--- START OF Data excerpts ---
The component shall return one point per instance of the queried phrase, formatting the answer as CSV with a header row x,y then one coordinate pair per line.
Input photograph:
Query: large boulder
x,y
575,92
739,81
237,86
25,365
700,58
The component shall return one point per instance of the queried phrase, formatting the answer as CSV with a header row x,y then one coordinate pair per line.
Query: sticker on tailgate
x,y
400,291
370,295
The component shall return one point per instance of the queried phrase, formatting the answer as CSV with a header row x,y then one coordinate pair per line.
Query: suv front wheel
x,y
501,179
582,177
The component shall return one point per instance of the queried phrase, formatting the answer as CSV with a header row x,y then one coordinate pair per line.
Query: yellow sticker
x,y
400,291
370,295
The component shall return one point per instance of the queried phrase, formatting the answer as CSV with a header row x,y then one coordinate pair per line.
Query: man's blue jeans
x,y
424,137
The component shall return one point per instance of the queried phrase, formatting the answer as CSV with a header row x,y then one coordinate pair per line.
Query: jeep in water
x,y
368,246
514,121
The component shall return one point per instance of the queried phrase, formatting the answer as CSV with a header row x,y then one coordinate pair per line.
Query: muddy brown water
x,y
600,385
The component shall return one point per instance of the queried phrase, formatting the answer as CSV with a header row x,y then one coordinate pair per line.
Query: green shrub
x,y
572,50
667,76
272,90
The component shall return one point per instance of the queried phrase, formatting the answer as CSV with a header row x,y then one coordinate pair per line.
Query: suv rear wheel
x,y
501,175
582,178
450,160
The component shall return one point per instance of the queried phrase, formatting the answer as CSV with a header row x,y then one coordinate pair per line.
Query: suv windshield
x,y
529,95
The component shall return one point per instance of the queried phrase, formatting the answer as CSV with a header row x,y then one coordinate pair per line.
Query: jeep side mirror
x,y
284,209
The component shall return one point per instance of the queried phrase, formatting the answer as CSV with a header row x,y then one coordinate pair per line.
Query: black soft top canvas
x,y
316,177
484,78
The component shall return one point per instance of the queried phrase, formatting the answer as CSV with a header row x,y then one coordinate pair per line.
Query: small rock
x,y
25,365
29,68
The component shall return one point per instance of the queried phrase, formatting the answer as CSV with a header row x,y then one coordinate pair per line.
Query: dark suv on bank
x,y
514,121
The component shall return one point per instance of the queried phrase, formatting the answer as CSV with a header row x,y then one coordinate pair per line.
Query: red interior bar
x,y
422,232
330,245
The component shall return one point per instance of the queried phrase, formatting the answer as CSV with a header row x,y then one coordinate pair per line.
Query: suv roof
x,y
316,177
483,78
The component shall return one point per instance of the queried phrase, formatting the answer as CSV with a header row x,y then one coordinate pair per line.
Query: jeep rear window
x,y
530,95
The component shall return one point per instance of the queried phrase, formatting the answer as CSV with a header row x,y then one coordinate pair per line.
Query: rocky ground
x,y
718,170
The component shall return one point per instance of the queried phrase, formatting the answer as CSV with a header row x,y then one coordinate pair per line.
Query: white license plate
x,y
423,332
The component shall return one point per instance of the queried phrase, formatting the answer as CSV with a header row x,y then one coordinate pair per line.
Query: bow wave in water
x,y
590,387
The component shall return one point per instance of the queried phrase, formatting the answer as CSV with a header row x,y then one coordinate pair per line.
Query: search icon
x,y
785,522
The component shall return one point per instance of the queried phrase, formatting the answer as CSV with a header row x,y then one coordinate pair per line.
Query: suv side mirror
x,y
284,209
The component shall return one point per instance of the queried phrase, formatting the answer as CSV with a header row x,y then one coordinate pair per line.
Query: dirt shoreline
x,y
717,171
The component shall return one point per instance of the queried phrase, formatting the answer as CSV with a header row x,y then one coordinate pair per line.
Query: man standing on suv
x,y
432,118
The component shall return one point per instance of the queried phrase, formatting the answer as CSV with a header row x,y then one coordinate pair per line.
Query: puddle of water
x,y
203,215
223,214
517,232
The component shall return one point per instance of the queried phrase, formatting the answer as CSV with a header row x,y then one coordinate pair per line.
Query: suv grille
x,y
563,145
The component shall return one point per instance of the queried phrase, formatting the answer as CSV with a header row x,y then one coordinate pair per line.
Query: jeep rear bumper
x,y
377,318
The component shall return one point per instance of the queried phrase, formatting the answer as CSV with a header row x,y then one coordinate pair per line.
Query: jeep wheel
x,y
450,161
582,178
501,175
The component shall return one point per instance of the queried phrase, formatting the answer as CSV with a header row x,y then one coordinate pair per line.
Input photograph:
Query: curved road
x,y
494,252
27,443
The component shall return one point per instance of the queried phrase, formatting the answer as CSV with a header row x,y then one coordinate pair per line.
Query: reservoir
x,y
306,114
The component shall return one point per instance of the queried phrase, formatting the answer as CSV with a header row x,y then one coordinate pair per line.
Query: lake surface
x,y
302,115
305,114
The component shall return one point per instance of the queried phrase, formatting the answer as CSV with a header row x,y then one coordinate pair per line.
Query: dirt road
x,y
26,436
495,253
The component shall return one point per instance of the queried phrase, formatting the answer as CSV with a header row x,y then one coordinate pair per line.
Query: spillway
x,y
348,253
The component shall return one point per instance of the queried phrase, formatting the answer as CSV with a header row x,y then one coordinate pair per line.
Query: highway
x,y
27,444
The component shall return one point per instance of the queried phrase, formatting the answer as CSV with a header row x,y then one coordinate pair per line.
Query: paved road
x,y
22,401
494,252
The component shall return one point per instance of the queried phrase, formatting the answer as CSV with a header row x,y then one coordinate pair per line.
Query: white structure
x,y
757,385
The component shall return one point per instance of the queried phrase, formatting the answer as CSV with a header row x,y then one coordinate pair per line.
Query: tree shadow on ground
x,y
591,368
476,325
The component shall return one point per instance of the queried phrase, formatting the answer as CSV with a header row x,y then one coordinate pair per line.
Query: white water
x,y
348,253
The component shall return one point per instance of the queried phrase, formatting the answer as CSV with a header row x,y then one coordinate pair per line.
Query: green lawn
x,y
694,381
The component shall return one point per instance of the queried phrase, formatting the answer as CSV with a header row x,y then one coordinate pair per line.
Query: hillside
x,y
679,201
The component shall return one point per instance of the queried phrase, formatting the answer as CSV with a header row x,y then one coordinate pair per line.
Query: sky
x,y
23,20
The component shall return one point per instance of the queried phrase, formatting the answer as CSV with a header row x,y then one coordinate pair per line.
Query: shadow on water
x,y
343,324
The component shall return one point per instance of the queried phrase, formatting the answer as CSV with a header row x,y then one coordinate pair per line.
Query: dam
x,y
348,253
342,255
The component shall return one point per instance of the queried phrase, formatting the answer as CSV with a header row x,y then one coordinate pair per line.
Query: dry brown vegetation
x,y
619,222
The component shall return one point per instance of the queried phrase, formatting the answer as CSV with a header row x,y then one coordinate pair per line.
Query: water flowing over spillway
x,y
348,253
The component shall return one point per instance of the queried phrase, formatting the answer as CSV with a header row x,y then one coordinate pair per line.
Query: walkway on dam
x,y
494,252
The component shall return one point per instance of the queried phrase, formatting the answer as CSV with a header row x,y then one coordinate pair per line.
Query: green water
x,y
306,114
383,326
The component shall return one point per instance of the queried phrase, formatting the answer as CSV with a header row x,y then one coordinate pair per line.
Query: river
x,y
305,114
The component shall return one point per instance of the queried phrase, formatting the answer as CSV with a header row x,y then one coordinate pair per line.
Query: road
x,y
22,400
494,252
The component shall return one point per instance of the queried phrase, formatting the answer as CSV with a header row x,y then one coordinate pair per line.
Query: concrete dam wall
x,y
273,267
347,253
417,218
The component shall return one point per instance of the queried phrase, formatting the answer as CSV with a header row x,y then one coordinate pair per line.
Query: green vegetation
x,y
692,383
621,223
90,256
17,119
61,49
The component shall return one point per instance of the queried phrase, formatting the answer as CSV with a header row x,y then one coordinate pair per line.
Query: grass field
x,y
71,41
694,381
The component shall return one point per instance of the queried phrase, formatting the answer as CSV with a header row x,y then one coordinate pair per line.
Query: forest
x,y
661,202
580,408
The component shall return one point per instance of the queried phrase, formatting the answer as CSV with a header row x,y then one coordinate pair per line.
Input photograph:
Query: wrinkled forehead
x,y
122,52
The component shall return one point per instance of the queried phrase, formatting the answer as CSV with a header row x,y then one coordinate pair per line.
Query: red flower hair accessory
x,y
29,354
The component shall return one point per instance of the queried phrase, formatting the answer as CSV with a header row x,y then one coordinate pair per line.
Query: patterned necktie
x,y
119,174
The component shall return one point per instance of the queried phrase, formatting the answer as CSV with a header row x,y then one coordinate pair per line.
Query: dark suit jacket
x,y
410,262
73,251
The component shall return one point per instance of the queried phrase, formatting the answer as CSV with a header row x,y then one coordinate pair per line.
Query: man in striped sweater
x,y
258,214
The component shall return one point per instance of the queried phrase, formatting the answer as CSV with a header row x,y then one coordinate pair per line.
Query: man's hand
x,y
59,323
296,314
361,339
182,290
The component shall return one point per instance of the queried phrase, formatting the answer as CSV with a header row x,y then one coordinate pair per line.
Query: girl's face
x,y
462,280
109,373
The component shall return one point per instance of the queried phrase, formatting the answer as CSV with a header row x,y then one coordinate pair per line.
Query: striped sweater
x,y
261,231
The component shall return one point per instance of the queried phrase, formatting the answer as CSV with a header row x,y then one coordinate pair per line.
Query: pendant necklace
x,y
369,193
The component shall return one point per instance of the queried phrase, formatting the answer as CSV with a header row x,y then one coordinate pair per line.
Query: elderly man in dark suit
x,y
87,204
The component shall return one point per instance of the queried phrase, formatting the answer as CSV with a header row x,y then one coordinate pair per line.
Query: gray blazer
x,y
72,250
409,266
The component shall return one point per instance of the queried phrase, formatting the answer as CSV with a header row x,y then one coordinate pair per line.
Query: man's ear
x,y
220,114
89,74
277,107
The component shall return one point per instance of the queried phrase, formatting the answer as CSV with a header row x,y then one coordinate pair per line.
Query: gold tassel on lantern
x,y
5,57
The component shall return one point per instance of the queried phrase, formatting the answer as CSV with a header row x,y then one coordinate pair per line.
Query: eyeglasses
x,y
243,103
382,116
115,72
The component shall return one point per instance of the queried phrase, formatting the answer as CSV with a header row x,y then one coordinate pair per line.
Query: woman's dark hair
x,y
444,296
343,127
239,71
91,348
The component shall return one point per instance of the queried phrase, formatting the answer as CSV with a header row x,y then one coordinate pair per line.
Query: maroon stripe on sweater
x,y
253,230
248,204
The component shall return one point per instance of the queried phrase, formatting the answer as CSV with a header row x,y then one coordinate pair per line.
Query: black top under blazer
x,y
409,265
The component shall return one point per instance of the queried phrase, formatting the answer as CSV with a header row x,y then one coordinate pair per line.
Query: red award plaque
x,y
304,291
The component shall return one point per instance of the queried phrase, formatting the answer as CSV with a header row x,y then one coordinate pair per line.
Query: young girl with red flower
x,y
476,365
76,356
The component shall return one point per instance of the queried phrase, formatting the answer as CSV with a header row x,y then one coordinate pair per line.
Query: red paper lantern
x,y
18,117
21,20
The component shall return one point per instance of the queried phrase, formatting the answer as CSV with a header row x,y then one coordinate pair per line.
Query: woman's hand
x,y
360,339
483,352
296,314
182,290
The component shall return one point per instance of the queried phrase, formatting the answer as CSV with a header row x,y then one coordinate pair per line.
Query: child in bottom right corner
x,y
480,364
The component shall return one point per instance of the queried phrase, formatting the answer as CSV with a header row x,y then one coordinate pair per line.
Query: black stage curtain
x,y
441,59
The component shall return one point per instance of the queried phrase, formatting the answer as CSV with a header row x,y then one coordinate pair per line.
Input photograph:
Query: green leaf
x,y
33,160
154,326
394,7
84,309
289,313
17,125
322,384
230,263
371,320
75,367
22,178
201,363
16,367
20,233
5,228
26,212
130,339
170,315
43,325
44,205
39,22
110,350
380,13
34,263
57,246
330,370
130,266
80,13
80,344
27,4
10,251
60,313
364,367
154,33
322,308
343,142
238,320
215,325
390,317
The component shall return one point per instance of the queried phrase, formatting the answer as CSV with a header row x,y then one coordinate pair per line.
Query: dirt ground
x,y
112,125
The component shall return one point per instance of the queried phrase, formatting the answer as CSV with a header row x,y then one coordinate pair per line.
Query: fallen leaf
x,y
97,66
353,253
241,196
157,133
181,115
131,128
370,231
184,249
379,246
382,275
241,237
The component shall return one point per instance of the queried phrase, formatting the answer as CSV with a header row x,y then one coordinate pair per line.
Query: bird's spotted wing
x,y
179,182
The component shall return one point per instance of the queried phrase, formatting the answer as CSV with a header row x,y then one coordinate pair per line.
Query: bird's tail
--- END OF Data excerpts ---
What you are asked to do>
Extract every line of the material above that contains the string "suit". Matching is case-sensitive.

Reply to the task>
Query: dark suit jacket
Query: elderly man in dark suit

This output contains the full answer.